⟨

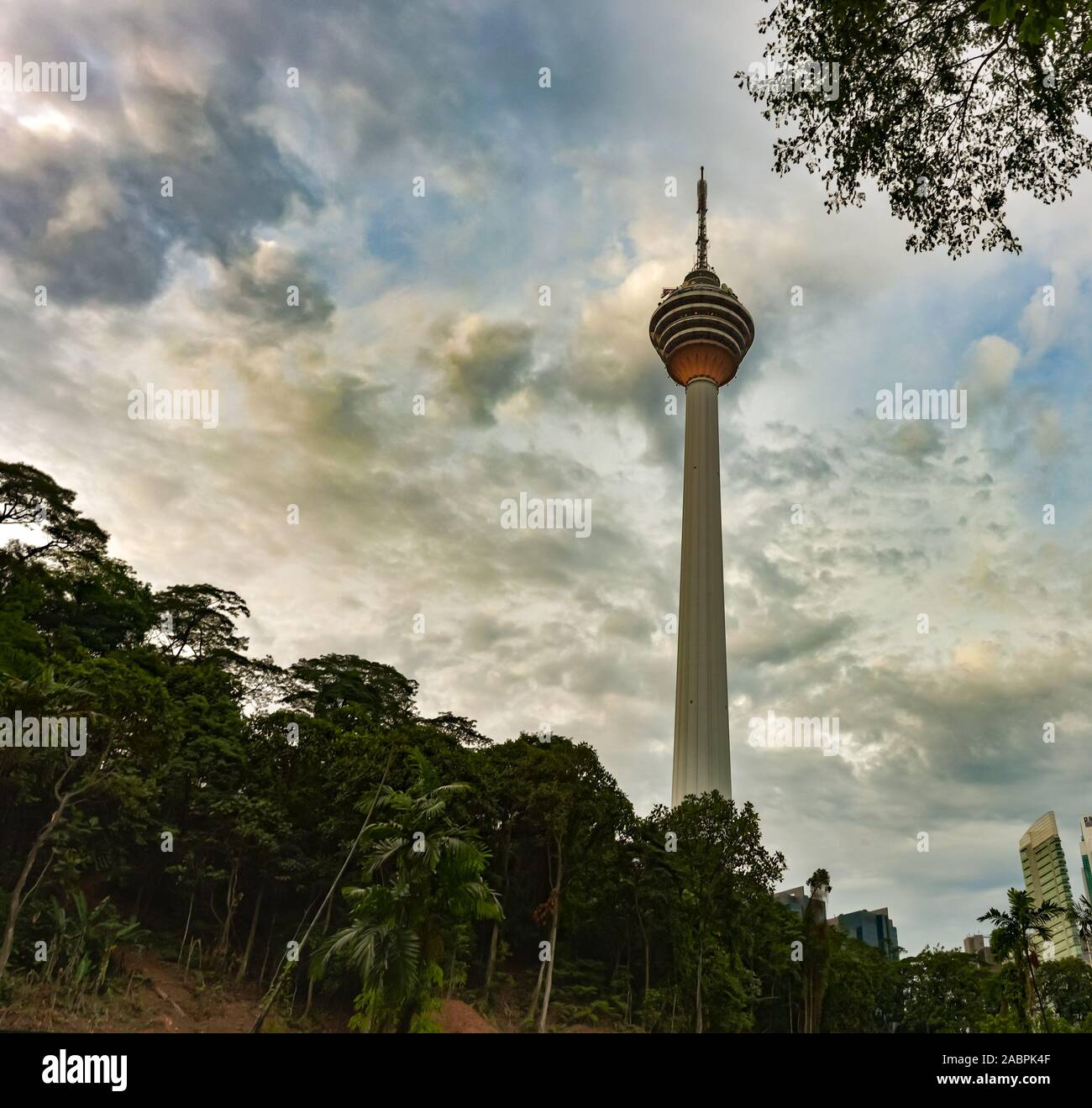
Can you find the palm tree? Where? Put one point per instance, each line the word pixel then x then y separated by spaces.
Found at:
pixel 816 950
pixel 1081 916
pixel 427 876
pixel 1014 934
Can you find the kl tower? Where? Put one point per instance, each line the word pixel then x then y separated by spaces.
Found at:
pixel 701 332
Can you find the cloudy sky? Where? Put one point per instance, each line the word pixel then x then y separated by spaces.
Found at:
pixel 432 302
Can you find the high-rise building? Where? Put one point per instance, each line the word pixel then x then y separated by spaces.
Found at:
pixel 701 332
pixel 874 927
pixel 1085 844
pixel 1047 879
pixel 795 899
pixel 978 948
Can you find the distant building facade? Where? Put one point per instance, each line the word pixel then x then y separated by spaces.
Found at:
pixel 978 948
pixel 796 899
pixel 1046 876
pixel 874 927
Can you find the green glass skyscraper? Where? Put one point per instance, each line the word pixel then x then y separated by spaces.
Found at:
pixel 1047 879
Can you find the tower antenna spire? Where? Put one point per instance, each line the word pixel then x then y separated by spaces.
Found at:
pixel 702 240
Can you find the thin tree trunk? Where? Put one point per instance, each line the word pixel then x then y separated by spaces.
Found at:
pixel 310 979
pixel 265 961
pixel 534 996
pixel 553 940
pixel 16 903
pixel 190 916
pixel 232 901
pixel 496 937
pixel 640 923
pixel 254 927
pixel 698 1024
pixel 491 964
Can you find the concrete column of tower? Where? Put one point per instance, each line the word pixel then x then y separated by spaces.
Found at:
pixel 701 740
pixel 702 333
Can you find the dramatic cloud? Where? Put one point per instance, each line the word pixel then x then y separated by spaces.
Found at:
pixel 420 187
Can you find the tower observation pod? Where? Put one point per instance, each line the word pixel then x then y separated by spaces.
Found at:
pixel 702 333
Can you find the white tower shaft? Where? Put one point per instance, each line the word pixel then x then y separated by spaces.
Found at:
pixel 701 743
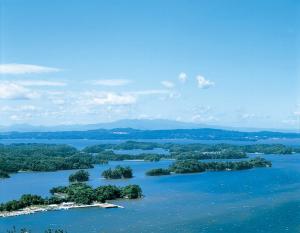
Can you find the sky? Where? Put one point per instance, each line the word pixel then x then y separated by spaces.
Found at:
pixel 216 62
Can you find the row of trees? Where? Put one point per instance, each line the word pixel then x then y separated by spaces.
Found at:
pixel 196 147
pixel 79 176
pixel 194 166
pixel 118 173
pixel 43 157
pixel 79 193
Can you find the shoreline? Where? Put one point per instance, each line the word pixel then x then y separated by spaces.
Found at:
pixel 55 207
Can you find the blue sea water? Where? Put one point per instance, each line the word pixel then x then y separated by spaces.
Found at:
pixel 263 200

⟩

EXERCISE AIM:
Copy the entries word for word from their start through the line that contains "pixel 432 302", leaving the pictures out of your answer.

WORKED SOLUTION:
Can you find the palm tree? Where? Put one point per instance, each line the word pixel then x then y separated by spaces.
Found at:
pixel 816 950
pixel 1081 916
pixel 427 876
pixel 1014 934
Can you find the kl tower? Where? Put one point per instance, each line the word pixel then x then y separated by spaces.
Found at:
pixel 701 332
Can you find the cloudy sky? Where? Put one point per instance, each line the word pixel then x then y separated by spaces.
Found at:
pixel 432 302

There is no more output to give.